Supplied passage:
# # #

The old cemetery (Alter Friedhof) in Neuburg, a district of Freiburg im Breisgau, Germany, covers an area of 2.65 hectares. Situated on park-like grounds, the old cemetery is one of Germany's oldest cemeteries that have been abandoned and preserved as a whole. Located close to the Ludwigskirche, it is often mistaken to be part of the neighboring district Herdern. Providing tombs to an estimate of 1200 people, half of them are worthy of preservation. The booster club takes care of maintenance. The old cemetery falls under preservation order of cultural and natural monument. Moreover, it can be seen as evidence for death cult, town history and stylistic area of the 17th and 18th century.
Serving not only as a place for individual and artistic tombstones of middle class people. Furthermore, the old cemetery grants an insight into the consciousness of faith during the baroque period until the time of neo-classicism.

== History ==
Built in the year of 1683, its original purpose was to replace the destroyed cemetery close to the former St. Nicholas church in the district Vauban. However, since 1515, the cemetery has served as a replacement for the cemetery around Freiburg Minster. Maximilian I, who was a holy Roman emperor, advised the cemetery around Freiburg Minster to be closed out of fear of an epidemic. Nevertheless, it was possible for people to buy burial places next to Freiburg Minster until 1784. Paying a small contribution, under the name "zum Besten des Münsterbaus", meaning to support the construction, was necessary to obtain a grave. Because of fortifications, the cemetery is located outside of the entrenched city. The cemetery was consecrated in 1683. Until 1872, citizens of Freiburg were buried there. The last burial took place on All Saints Day in 1872. After that, burials have taken place in the current main cemetery and in urban cemeteries.

# # #

Problem set:
[A] Which districts of Freiburg are named in the passage on the old cemetery?
[B] According to the passage on the old cemetery, why did Maximilian I advise closing the cemetery around Freiburg Minster?
[C] Pick up the passage on the old cemetery in Freiburg after its final sentence and write what comes next.

# # #

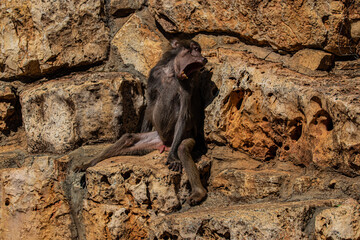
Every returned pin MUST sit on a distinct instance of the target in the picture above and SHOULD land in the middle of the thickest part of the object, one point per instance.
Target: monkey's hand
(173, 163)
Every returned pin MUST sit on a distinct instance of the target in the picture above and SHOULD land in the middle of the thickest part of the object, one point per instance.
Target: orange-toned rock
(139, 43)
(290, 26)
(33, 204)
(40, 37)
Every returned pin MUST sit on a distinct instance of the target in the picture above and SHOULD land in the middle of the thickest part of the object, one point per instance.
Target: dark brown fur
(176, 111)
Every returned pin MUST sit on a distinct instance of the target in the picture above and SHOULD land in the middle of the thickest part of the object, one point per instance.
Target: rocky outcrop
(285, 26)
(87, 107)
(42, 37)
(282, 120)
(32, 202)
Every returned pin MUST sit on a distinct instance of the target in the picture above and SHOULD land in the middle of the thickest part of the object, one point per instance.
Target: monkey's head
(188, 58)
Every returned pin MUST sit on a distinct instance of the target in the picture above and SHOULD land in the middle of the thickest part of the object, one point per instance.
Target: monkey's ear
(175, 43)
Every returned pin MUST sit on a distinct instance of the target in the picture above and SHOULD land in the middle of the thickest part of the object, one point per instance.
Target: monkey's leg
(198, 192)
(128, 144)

# # #

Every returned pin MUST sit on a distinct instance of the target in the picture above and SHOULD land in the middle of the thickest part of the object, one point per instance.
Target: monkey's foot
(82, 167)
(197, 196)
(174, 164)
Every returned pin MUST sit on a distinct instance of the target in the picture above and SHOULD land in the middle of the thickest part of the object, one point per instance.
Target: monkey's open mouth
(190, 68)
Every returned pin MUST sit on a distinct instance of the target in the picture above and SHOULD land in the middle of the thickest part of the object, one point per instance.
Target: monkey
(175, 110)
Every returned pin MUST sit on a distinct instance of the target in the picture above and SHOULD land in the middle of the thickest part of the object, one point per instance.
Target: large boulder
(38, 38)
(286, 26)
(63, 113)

# # #

Activity answers:
[A] Neuburg, Herdern, and Vauban.

[B] He advised closing it out of fear of an epidemic.

[C]
In 1711, the old cemetery was expanded for the first time and fourteen years later the St.-Michael's-Chapel (the cemetery chapel of the old cemetery Freiburg) was consecrated as the chapel of the cemetery. In 1745, the fortress walls were grinded by French troops.

The big cemetery cross is made out of colored sandstone. It was originally placed on the church square of the minster and was transposed to the St.-Michael's-Chapel in January 1786. This cross has a visual particularity: Instead of the "old Adam's" skull, which can be found at the foot of many crosses, there's a skull with an empty eye socket and sparse hair. It has a nail inserted from the left cheekbone to the mouth. There's a toad made out of stone that is looking out of the skull's jaw cavity.
The skull's history goes back to an alleged murder which is said to have happened in Freiburg. It tells the story of an old blacksmith who lived near the northward city exit, approximately at the current victory monument. His young wife and the forge journeyman she loved, killed the master smith by hitting a nail in his head. They hid the murder weapon under the hair of the victim. Soon after, they married each other unobstructedly. Due to lack of space, the dead body was disinterred a few years later. A gravedigger found the nail in the skull of which he became aware of through a toad. He reported his finding to the city council resulting in the two murderers being convicted.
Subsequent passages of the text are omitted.